▶ Given entries
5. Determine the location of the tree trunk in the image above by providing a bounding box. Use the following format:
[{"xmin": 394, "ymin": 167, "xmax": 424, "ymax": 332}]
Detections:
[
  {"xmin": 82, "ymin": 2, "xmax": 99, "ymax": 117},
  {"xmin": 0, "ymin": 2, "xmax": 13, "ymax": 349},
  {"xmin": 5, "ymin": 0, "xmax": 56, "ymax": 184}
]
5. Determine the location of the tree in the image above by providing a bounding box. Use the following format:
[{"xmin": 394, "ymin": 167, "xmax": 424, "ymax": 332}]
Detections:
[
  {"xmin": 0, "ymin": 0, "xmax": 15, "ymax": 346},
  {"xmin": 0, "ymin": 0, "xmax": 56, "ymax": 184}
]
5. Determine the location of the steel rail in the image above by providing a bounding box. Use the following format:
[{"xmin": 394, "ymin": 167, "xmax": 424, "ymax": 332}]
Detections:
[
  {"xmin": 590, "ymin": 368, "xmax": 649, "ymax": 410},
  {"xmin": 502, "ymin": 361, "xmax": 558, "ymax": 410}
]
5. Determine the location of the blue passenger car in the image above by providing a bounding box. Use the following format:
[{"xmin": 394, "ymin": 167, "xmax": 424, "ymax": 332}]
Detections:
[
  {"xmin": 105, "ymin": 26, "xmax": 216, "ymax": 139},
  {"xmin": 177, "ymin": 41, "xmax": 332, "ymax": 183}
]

▶ Exercise
Copy out the entire listing above, unchanged down to the last character.

▶ Exercise output
5. Determine the location of the tree trunk in the image above by providing a bounding box. Use the following format:
[{"xmin": 394, "ymin": 167, "xmax": 424, "ymax": 332}]
Detections:
[
  {"xmin": 82, "ymin": 2, "xmax": 99, "ymax": 117},
  {"xmin": 0, "ymin": 2, "xmax": 13, "ymax": 349},
  {"xmin": 5, "ymin": 0, "xmax": 56, "ymax": 184}
]
5. Determine the location of the tree in the image above by providing a bounding box. Use the following format:
[{"xmin": 394, "ymin": 167, "xmax": 424, "ymax": 332}]
Detections:
[
  {"xmin": 0, "ymin": 0, "xmax": 15, "ymax": 346},
  {"xmin": 0, "ymin": 0, "xmax": 56, "ymax": 184}
]
5. Determine the location of the steel rail in the image above by providing a bounding box. Use the following format:
[{"xmin": 394, "ymin": 167, "xmax": 424, "ymax": 332}]
Detections:
[
  {"xmin": 590, "ymin": 368, "xmax": 649, "ymax": 410},
  {"xmin": 502, "ymin": 361, "xmax": 558, "ymax": 410}
]
5. Determine the location of the blue passenger car in the image above by providing a bounding box. Use the following format:
[{"xmin": 394, "ymin": 167, "xmax": 424, "ymax": 332}]
Detections:
[
  {"xmin": 105, "ymin": 26, "xmax": 216, "ymax": 139},
  {"xmin": 177, "ymin": 41, "xmax": 332, "ymax": 183}
]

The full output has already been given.